> _Source data_:
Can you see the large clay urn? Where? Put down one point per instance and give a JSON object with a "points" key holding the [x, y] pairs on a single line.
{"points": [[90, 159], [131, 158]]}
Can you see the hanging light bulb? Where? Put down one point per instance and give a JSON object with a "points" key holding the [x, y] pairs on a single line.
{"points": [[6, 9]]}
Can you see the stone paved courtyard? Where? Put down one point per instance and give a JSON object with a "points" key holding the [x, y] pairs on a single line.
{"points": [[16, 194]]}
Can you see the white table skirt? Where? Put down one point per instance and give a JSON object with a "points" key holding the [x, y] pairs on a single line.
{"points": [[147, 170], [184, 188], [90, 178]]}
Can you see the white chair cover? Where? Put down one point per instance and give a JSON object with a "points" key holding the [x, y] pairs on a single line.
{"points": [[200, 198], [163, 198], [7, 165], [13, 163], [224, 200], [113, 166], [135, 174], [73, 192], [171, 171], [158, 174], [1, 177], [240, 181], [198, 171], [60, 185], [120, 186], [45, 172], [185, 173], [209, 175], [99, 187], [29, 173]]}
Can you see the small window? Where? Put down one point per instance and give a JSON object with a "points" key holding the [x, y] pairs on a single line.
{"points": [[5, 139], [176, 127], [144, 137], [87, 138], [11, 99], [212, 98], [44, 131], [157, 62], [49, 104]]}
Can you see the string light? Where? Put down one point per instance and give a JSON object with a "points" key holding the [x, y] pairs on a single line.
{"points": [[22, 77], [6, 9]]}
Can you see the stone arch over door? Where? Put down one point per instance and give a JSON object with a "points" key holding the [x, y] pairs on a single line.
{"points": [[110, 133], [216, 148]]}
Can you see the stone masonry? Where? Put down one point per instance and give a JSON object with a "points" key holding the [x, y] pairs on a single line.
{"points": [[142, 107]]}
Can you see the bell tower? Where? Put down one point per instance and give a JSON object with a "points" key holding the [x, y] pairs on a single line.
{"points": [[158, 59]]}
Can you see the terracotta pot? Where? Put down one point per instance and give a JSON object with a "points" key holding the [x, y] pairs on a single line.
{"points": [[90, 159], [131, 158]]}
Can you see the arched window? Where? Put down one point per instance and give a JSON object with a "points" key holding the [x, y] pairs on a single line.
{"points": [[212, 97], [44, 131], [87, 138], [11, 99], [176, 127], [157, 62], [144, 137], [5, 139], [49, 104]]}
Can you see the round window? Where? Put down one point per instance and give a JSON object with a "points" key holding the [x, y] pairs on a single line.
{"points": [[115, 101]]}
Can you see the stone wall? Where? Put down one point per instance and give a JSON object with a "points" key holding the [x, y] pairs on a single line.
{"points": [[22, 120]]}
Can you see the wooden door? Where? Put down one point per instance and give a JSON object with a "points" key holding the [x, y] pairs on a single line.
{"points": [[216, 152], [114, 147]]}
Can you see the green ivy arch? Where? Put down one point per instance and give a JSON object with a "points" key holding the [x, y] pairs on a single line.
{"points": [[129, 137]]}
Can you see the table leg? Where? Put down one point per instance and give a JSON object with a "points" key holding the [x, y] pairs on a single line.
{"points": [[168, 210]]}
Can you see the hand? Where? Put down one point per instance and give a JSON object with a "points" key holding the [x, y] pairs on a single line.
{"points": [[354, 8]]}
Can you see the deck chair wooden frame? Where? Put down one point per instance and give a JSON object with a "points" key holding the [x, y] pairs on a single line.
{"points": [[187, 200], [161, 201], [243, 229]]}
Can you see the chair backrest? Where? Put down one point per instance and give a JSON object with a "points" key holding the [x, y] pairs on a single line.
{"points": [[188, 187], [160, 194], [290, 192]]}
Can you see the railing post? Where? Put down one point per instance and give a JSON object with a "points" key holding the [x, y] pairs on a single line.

> _Exercise directions_: Retype all of the material, keeping each line exact.

> _Written reply_:
Can you see the large clay urn? Where? Put down one point per instance and give a JSON object with a "points" key holding the [x, y] pairs on a single line.
{"points": [[90, 159], [131, 158]]}
Can you see the hanging light bulb? Where? Put down one point per instance and give a JSON object with a "points" key holding the [x, y] pairs on a single line.
{"points": [[6, 9]]}
Can you see the stone paved courtyard? Where? Put down one point per instance and give a JSON object with a "points" key holding the [x, y] pairs on a single line.
{"points": [[16, 194]]}
Can you see the white table skirt? Where? Put down one point per instance and give a JSON object with a "points" key holding the [x, y] pairs on a single line.
{"points": [[147, 170], [184, 188], [90, 178]]}
Can you see the white chair cover? Where? Put down one point per instance and give a JSON object with a "points" key holding the [x, y] pairs on a single line.
{"points": [[200, 198], [163, 198], [7, 165], [13, 163], [224, 200], [113, 166], [135, 174], [73, 192], [171, 171], [158, 174], [1, 177], [240, 181], [198, 171], [60, 185], [120, 186], [45, 172], [185, 173], [209, 175], [99, 187], [29, 173]]}
Can you see the small window? Where? Put down one point per instance and give a JSON object with a "points" key holding the [x, y] pairs on a single line.
{"points": [[5, 139], [176, 127], [144, 137], [87, 138], [11, 99], [212, 98], [44, 131], [157, 62], [49, 104]]}
Can you see the string light? Where? Put down one point per instance and give a JSON object with a "points" key holding the [x, y] pairs on a single line.
{"points": [[22, 77], [6, 9]]}
Can you see the stone arch over door? Where? Put down one point per instance and give a JSON object with a "points" key holding the [x, y] pairs on a single line.
{"points": [[110, 133], [216, 148]]}
Can you see the stone masonry? Where? Put down one point per instance and give a JSON object with a "points" key holding the [x, y] pairs on a single line.
{"points": [[142, 107]]}
Can you see the bell tower? Where? Put down one point per instance and give a JSON object with a "points" key holding the [x, y] pairs on a single line.
{"points": [[158, 59]]}
Can you see the terracotta pot? Where? Put down one point per instance and give a JSON object with a "points" key holding the [x, y] pairs on a single line.
{"points": [[90, 159], [131, 158]]}
Can you see the arched window? Where? Put down one point per instance and give a JSON object with a "points" key holding the [x, y] pairs on a single line.
{"points": [[212, 97], [44, 131], [87, 138], [11, 99], [176, 127], [157, 62], [144, 137], [5, 139], [49, 104]]}
Can you see the round window? Where? Put down one point per instance and give a JSON object with a "points" key holding the [x, y] pairs on a single line.
{"points": [[115, 101]]}
Can you see the stone wall? Where? Put down one point per instance and give a JSON object with a "points" key holding the [x, y] pairs on a single line.
{"points": [[22, 120]]}
Can you see the wooden door? Where? Put down one point per instance and give a JSON object with a "points" key holding the [x, y] pairs on a single line.
{"points": [[216, 152], [114, 147]]}
Can you see the green ivy arch? Where? Put down one point per instance and give a JSON object with a "points" key holding the [x, y] pairs on a single line.
{"points": [[129, 137]]}
Can you see the table leg? Where? Put down one point per instance and give a JSON object with a "points" key holding the [x, y] pairs on a single line.
{"points": [[168, 210]]}
Can you see the hand? Where? Put down one point per instance and give a JSON object with a "points" key holding the [x, y] pairs on a single line.
{"points": [[354, 8]]}
Can you see the deck chair wooden frame? Where? Put down one point per instance and give a JSON object with a "points" key holding the [x, y] pairs on a single line.
{"points": [[187, 200], [161, 201], [243, 229]]}
Can you see the chair backrest? Where? Put down one point per instance and give a JSON object with a "points" key holding the [x, y] pairs on a single line.
{"points": [[188, 187], [160, 194], [290, 192]]}
Can you see the railing post? Where? Put down one point per instance and give a JSON object with a "points" key holding the [x, y] pairs on a single line.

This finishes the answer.